***** ZITIERTER AUSZUG *****

Vor lauter Fortschrittsseligkeit haben wir den Sinn für das Märchenhafte und Geheimnisvolle verloren. Daher möchte ich dieses Buch mit einem Märchen beginnen. Alte Geschichten sind immer gut. In ihnen werden über die Generationen hinweg Wahrheiten weitergegeben, in alten Geschichten hören wir Dinge, die wir im Tiefsten unseres Herzens eigentlich schon längst wissen. Märchen bewegen sich noch dazu in der Welt des Unbewussten. Wenn wir etwas über uns und unsere Sehnsüchte herausfinden wollen, sind sie eine gute Quelle. Dieses hier stammt aus dem Schatz der Geschichten um König Arthus und geht so:

König Arthus ist mit seinen Kameraden auf der Jagd im Inglewood. Plötzlich merkt er, dass er von seinen Jagdkumpanen getrennt worden ist. Der Inglewood, muss man wissen, ist der Wald, in dem die Anderswelt zu Hause ist, der Wohnort verschiedener mystischer Wesen, von denen einem nicht alle wohlgesinnt sind. In diesem Wald trifft Arthus zu seinem Unglück auf einen Typen, der aus einem Film der Coen-Brüder stammen könnte, einen, der das Urböse repräsentiert: den Hexenmeister Sir Gromer. Arthus hat keine Chance gegen Gromer. Seltsamerweise aber – wir befinden uns in einem Märchen – gewährt Gromer seinem Opfer eine Fluchtmöglichkeit. Unter einer Bedingung: Er muss in genau einem Jahr wiederkommen und ihm die Antwort auf eine Frage geben. Kennt er die Antwort, darf er leben, kennt er sie nicht, muss er sterben. König Arthus kehrt bedrückt nach Carlisle Castle zurück, und es dauert nicht lange, bis sein engster Vertrauter, sein Neffe Sir Gawain, wissen will, was los ist. Deprimiert sein war in der Glanzzeit des Rittertums tabu, Melancholie galt als schlechtes Benehmen, das durfte sich nur erlauben, wer unglücklich verliebt war, und das dann auch nur für kurze Zeit. Arthus vertraut sich also seinem Freund an, den vor allem, wie uns alle, interessiert, welche Rätselfrage der böse Sir Gromer gestellt hat. Die Frage ist eine der Urfragen überhaupt und lautete: »Was ist der größte Wunsch einer Frau?« Damit nahm der böse Gromer eine Frage vorweg, die Sigmund Freud ganz ähnlich stellte (»Was will das Weib?«), aber das war etwa anderthalb Jahrtausende später, und Arthus hatte nur ein Jahr Zeit, die richtige Antwort herauszufinden.

***** BEREITGESTELLTE EINTRÄGE *****

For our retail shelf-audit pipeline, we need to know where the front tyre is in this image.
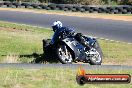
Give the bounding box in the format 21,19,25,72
57,44,73,64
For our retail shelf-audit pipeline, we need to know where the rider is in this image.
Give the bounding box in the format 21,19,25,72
51,21,94,47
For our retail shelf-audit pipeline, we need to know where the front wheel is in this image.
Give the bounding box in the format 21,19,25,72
57,44,73,64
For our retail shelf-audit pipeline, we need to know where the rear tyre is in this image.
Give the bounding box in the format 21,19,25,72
56,44,73,64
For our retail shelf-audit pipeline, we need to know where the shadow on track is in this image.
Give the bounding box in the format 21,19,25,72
19,53,59,63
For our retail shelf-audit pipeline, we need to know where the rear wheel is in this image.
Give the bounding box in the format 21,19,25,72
57,44,73,64
90,42,103,65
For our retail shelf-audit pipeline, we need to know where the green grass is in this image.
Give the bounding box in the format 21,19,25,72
0,67,132,88
0,21,132,65
0,22,53,63
18,8,132,16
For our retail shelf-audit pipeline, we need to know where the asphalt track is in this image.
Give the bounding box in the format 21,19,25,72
0,11,132,43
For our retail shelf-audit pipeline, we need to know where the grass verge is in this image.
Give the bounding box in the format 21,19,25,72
0,21,132,65
0,68,132,88
0,8,132,21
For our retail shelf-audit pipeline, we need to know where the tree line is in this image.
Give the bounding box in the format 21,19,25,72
3,0,132,5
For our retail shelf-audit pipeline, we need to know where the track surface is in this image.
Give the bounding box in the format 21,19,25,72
0,11,132,43
0,11,132,69
0,64,132,70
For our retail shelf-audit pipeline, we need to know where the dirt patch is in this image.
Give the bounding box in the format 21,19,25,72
0,8,132,21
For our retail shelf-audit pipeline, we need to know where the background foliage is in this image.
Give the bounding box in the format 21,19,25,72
2,0,132,5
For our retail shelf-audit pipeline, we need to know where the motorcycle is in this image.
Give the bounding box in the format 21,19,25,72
43,29,103,65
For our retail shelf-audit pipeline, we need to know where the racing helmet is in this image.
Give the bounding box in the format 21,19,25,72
52,21,62,31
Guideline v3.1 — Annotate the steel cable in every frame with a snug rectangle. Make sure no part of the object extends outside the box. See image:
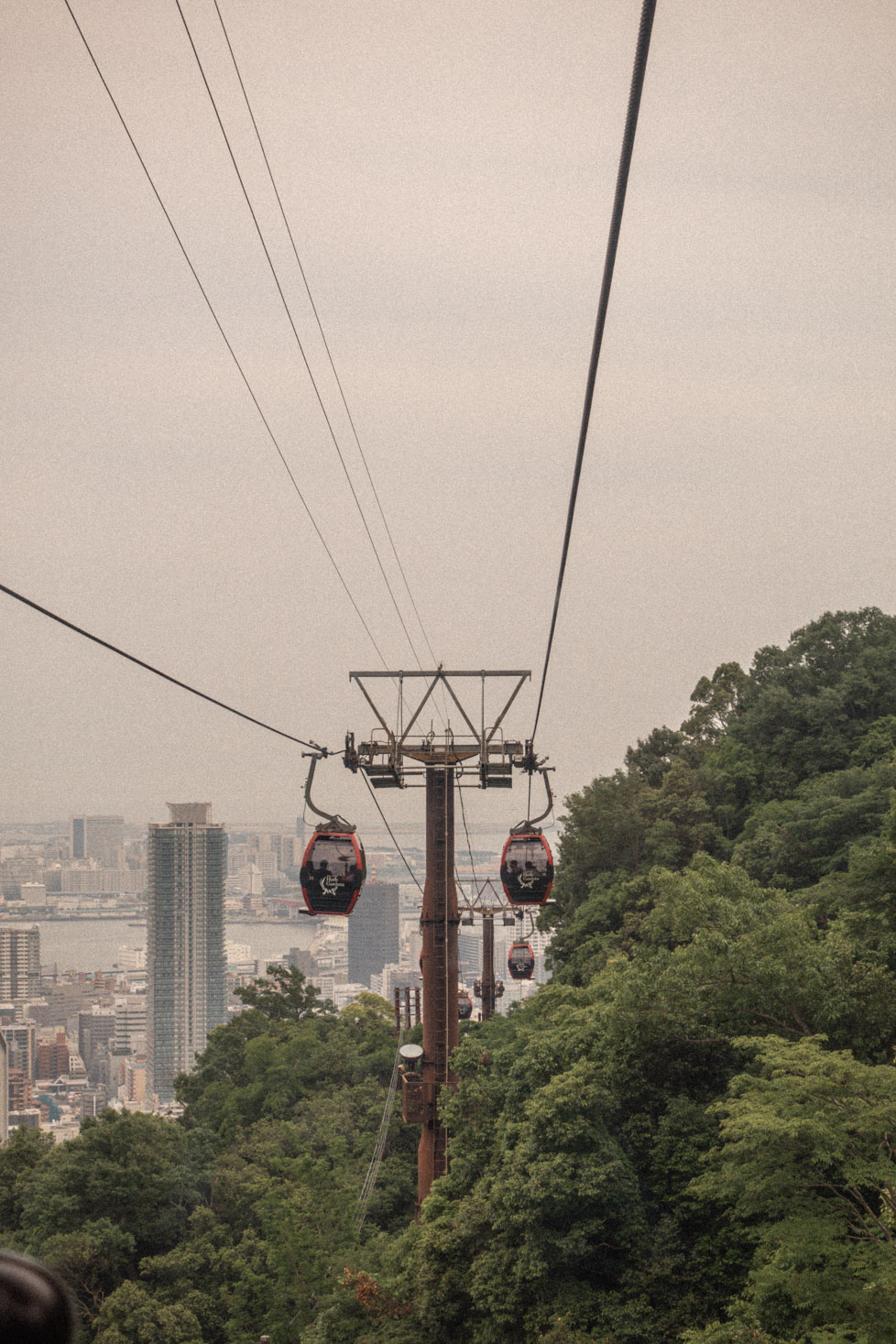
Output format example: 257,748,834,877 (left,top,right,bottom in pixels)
530,0,657,742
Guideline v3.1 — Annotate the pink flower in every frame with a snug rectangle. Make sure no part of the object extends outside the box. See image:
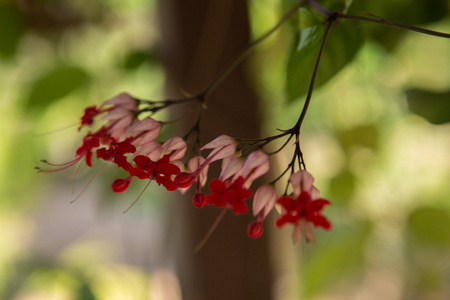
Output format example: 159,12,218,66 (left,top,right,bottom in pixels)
126,117,161,146
128,155,180,191
205,177,252,214
96,138,136,170
276,170,331,243
175,135,236,192
205,151,269,214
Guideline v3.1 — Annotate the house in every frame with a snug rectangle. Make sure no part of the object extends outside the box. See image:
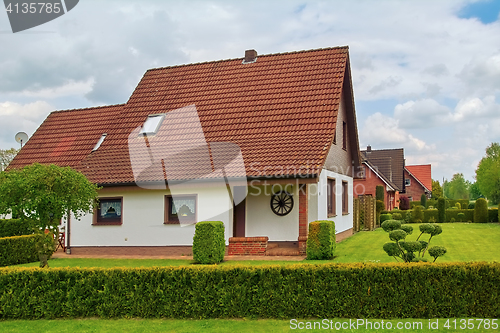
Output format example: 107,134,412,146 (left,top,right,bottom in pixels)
354,146,405,210
405,164,432,201
10,47,361,254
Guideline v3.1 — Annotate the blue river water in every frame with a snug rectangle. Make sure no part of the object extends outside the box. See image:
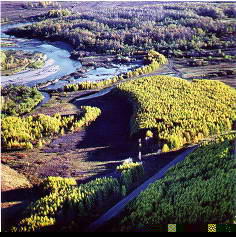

*****

AUFGABE
Entscheiden Sie für jede Aussage, ob sie mit dem Auszug über König Arthus übereinstimmt, und belegen Sie dies mit dem ausschlaggebenden Wortlaut: 1. Gromer lässt Arthus ohne jede Bedingung entkommen. 2. Sir Gawain ist der Neffe von König Arthus. 3. Melancholie galt in der Glanzzeit des Rittertums als schlechtes Benehmen. Die Einträge sind hierfür ohne Belang.

LÖSUNG
1. Nein: »Unter einer Bedingung: Er muss in genau einem Jahr wiederkommen und ihm die Antwort auf eine Frage geben.«
2. Ja: »sein engster Vertrauter, sein Neffe Sir Gawain«
3. Ja: »Melancholie galt als schlechtes Benehmen«